▶ **WHAT THE EXERCISE ASKS**:
Pick out every line in the data below that contains the string "negative", matching case exactly, and copy each of those lines in full.

--- DATA EXTRACTS Enclosed Below ---

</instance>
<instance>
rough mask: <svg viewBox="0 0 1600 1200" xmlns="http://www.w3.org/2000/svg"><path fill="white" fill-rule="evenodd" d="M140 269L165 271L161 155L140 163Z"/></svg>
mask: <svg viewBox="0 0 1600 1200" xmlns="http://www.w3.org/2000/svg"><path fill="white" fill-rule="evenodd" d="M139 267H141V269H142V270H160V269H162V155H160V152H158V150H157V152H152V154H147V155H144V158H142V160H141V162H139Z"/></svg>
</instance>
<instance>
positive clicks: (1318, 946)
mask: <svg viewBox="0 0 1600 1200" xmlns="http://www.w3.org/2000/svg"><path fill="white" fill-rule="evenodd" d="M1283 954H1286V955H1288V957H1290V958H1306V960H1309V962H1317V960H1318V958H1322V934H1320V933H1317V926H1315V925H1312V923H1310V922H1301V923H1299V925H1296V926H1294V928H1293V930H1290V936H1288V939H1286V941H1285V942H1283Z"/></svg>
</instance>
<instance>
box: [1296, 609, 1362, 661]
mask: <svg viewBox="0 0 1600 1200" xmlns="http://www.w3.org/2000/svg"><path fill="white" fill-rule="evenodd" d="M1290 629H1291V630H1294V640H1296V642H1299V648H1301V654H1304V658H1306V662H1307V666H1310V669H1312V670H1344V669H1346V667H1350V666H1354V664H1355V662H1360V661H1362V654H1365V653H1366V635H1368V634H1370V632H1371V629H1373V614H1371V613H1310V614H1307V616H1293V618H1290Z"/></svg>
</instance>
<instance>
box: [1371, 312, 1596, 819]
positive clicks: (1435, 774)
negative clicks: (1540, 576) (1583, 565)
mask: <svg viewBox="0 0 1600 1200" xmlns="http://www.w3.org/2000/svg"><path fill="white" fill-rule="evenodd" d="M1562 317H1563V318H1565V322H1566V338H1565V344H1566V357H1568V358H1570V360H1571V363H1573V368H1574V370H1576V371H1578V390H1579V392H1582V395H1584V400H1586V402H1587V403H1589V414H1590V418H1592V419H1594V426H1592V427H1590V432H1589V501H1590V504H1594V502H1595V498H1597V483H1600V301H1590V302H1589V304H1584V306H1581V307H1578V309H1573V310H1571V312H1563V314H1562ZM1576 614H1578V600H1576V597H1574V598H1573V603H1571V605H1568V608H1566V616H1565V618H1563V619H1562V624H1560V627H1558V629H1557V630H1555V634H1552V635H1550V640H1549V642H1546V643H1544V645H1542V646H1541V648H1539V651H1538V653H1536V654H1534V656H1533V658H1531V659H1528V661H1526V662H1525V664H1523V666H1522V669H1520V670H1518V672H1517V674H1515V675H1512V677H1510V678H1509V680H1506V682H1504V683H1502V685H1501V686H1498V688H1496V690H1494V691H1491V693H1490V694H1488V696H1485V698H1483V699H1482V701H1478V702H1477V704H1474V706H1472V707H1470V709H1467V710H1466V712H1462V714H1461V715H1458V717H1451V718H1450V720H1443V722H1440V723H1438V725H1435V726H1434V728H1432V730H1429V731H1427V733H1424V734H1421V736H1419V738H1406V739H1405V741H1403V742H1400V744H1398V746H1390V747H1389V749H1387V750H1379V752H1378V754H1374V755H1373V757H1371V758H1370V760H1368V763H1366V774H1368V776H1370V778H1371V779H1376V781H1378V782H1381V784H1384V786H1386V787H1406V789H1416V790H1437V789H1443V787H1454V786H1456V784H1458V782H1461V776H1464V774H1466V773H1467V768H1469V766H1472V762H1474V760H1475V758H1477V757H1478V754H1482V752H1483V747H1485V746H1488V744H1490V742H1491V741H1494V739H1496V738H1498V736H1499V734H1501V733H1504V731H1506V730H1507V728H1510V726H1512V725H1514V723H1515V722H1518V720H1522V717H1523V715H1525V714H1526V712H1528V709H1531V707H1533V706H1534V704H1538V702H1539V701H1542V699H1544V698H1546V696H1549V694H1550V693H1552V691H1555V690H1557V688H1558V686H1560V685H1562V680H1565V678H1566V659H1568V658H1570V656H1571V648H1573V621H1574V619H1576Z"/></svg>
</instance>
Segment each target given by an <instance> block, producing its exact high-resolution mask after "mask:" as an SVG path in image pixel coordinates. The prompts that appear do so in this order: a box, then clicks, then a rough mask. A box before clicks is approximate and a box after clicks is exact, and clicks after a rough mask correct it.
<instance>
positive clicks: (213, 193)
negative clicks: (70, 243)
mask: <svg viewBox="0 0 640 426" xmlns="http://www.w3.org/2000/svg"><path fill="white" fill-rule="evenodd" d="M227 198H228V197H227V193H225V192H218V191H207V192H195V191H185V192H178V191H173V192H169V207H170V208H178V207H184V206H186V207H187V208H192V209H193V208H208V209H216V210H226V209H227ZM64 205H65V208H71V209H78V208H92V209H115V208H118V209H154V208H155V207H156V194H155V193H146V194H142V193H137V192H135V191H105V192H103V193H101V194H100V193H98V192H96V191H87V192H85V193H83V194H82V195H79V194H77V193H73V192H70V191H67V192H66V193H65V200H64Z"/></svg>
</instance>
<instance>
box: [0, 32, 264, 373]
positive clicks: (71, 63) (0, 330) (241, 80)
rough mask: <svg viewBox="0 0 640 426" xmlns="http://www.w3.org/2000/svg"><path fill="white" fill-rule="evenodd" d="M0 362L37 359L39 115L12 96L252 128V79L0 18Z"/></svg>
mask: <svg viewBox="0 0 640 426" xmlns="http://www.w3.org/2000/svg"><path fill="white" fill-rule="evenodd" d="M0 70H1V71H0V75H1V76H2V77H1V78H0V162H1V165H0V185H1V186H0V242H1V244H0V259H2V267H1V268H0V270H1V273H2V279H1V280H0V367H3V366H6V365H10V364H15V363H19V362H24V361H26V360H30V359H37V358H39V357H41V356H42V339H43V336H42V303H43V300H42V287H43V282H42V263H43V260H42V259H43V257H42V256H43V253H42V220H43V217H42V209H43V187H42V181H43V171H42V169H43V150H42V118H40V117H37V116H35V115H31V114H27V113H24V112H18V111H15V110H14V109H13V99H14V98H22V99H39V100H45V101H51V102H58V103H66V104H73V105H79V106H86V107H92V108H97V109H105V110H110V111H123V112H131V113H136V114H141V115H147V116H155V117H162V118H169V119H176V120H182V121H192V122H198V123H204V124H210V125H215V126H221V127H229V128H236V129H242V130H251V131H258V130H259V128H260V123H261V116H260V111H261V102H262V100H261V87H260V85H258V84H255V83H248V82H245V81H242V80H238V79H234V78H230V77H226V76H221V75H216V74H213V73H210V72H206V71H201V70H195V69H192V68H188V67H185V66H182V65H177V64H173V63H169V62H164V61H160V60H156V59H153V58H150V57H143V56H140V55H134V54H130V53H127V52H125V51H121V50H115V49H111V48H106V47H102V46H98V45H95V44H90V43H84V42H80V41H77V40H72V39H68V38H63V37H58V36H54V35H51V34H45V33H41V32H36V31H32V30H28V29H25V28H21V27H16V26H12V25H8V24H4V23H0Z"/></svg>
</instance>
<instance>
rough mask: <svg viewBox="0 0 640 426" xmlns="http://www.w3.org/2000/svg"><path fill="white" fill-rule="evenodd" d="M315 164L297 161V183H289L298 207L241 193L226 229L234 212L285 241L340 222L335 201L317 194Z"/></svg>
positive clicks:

--- End of Enclosed DATA EXTRACTS ---

▶ **TASK SOLUTION**:
negative clicks: (1540, 576) (1583, 565)
negative clicks: (70, 243)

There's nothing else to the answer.